## Texte du document
--

La tragédie d'Irun semble aviver les contradictions dans le camp républicain. Le 8 septembre, Saint-Sébastien est, selon le correspondant de Havas, le théâtre de « véritables combats de rue ». Les militants de la C.N.T. ont donné l'assaut au Kursaal où sont enfermés des otages. Le gouverneur, un socialiste, officier de carabiniers, le lieutenant-colonel Ortega, tente d'ouvrir des négociations avec Mola : son fils passe en France pour se rendre en zone nationaliste. Le bruit circule qu'il offre aux rebelles la promesse de respecter les otages, les maisons et les monuments et de rendre Saint-Sébastien si les nationalistes accordent d'avance l'amnistie pour les combattants. Rien n'est officiellement publié au sujet de ces tractations. Mais, le 11 les avions nationalistes lâchent des tracts sur la ville : « Faites respecter l'ordre dans votre ville. Je vous accorde 48 heures de répit. Je suis prêt à entendre la voix des nationalistes basques. » Les otages, sous bonne garde, sont transférés à Bilbao. Dans Saint-Sébastien, la situation est confuse. La radio nationaliste annonce l'assassinat de Leizaola, l'arrestation de Irujo par les anarchistes. Maurice Leroy câble à Paris-Soir,le 11, que Irujo est « maître de la situation », et le 13 que les anarchistes sont « maîtres de la ville ». En réalité, les nationalistes basques l'emportent. Les révolutionnaires sont vaincus au cours de cette guerre civile, au sein même de la guerre civile [14] (l4). Police et Milices basques fusillent sommairement « pillards » et « incendiaires ». Le 14 les républicains évacuent SaintSébastien par la route de Bilbao laissée libre par les carlistes. Le même jour, immédiatement après leur départ, les troupes de Mola entrent dans la capitale du Guipuzcoa, où cinquante gardes sont restés pour assurer la continuité du maintien de l'ordre.

--

## Tâche à réaliser
Dans le passage sur la chute de Saint-Sébastien, combien de gardes restent dans la ville quand les troupes de Mola y entrent ?

## Données fournies
--

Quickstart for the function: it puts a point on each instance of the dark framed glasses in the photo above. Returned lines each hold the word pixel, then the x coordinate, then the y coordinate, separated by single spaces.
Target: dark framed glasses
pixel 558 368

--

## Réponse complète
Cinquante gardes y restent pour assurer la continuité du maintien de l'ordre.